EXERCISE GOAL: Look in the data below for the line that contains "Indicate the curb". Copy that line and the remaining lines exactly.

Labeled-object pointing entries
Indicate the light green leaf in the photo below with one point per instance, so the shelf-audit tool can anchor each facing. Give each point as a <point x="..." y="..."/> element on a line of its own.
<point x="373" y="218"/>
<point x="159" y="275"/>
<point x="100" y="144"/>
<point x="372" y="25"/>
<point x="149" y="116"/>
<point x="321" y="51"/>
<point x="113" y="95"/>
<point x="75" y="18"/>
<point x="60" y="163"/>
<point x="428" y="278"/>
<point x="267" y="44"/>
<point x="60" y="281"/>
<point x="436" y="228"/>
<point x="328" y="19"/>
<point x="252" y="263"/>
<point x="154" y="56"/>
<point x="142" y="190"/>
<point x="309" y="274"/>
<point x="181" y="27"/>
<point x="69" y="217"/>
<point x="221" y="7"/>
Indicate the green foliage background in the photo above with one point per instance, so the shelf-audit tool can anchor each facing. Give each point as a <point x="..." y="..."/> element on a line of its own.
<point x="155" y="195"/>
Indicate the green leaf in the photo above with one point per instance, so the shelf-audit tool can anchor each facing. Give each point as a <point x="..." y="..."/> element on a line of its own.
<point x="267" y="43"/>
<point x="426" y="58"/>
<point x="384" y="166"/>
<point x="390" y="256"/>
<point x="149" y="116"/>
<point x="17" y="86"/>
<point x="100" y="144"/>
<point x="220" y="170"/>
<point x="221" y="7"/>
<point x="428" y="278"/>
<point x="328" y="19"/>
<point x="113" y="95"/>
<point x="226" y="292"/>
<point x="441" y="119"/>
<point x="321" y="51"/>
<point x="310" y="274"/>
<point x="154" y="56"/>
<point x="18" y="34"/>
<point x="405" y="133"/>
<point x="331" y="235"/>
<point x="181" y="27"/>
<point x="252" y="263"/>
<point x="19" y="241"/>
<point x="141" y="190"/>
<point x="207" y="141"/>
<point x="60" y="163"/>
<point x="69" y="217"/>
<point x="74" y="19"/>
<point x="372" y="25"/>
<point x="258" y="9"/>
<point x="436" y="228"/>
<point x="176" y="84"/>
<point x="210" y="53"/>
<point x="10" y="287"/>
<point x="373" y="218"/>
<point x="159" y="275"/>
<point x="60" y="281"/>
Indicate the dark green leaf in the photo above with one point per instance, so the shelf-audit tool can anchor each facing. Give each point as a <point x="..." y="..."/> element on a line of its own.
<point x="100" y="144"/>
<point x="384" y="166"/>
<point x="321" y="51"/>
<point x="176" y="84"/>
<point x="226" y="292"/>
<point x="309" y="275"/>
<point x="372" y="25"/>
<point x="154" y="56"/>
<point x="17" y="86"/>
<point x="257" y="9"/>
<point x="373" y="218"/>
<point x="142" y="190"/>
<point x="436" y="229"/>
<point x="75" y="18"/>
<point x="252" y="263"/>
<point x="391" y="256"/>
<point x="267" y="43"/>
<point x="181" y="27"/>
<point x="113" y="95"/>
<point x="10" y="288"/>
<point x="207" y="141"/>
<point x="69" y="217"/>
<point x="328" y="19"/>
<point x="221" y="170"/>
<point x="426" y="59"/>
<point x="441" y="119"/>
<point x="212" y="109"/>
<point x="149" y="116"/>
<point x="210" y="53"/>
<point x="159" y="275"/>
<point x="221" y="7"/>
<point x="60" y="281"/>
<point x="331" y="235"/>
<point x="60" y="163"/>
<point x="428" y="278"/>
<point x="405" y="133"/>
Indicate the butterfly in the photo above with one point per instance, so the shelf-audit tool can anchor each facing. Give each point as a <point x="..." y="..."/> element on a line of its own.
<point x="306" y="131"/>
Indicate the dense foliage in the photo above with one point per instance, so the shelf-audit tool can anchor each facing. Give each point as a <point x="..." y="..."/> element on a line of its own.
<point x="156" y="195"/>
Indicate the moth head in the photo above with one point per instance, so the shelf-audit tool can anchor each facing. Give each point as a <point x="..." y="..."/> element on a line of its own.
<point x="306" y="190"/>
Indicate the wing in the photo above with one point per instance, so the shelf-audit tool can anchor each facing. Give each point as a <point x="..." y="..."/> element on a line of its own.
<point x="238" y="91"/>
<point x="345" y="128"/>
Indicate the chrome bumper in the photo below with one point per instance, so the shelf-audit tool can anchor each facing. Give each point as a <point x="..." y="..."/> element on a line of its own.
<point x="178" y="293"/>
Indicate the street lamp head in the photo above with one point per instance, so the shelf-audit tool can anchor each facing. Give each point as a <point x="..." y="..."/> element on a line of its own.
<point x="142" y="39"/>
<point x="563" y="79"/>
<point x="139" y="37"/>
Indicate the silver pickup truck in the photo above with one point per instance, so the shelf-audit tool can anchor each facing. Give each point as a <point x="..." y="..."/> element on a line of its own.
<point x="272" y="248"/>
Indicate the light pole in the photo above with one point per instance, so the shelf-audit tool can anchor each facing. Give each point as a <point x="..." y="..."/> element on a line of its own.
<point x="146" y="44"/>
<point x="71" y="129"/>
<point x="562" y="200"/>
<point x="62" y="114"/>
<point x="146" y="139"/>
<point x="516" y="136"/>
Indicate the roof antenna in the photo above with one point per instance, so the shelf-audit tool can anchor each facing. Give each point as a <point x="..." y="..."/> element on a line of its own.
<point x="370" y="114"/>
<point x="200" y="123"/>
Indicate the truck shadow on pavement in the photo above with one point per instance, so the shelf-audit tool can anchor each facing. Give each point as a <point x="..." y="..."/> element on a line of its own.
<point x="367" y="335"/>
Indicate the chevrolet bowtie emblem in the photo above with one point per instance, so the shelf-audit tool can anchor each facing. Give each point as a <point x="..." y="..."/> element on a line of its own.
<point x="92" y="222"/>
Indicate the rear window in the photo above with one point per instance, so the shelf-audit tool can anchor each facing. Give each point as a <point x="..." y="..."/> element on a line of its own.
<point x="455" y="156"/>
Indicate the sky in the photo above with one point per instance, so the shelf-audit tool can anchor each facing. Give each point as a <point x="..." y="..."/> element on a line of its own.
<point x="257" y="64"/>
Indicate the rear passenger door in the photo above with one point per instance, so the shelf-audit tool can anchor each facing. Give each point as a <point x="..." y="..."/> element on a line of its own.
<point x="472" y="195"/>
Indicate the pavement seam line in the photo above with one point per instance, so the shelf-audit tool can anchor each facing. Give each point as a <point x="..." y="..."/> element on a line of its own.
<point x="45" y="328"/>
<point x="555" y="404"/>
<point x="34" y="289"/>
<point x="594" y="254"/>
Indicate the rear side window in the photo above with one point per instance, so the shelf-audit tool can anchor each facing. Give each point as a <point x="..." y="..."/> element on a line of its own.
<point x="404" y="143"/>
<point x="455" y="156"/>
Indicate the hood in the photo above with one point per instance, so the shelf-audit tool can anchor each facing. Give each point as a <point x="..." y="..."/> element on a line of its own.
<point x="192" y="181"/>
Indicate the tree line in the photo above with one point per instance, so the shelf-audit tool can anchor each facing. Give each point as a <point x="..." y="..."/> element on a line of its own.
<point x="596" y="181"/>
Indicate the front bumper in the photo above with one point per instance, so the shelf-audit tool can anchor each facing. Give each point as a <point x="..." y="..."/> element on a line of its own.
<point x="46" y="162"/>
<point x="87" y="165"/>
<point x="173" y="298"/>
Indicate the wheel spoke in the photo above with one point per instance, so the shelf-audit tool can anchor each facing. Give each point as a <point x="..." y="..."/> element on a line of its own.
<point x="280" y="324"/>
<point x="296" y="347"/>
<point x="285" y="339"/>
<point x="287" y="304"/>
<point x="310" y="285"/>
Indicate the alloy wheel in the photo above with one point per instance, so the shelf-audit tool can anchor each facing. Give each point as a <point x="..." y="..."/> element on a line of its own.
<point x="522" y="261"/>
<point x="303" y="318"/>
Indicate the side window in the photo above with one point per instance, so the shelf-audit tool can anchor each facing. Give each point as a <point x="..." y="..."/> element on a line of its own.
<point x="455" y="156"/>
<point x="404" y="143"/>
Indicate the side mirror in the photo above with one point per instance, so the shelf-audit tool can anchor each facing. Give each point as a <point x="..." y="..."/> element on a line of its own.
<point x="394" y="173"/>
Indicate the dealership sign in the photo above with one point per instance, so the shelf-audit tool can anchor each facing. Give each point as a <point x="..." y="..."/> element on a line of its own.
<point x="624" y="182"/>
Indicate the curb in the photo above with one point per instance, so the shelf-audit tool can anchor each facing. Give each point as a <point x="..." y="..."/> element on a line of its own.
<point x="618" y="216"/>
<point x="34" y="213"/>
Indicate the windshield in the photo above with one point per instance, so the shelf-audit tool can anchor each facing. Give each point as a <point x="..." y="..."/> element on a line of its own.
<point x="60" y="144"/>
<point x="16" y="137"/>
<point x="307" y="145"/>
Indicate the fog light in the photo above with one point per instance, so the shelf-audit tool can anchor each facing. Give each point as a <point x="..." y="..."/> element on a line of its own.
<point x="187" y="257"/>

WRITTEN RESPONSE:
Indicate the curb in the photo above with one point per instance, so the shelf-audit tool can anchor each facing. Give each point as a <point x="..." y="..."/> element on a line of its own.
<point x="618" y="216"/>
<point x="34" y="213"/>
Indicate the windshield in the photo above with one point per instance, so the shelf-audit tool can anchor each facing. Give each point as a <point x="..." y="..."/> element on a line of its own.
<point x="60" y="144"/>
<point x="16" y="137"/>
<point x="307" y="145"/>
Indicate the fog light in the photo above with one point per instance, so the shelf-audit tool can anchor each facing. Give each point as a <point x="..." y="..."/> element on a line of its own.
<point x="187" y="257"/>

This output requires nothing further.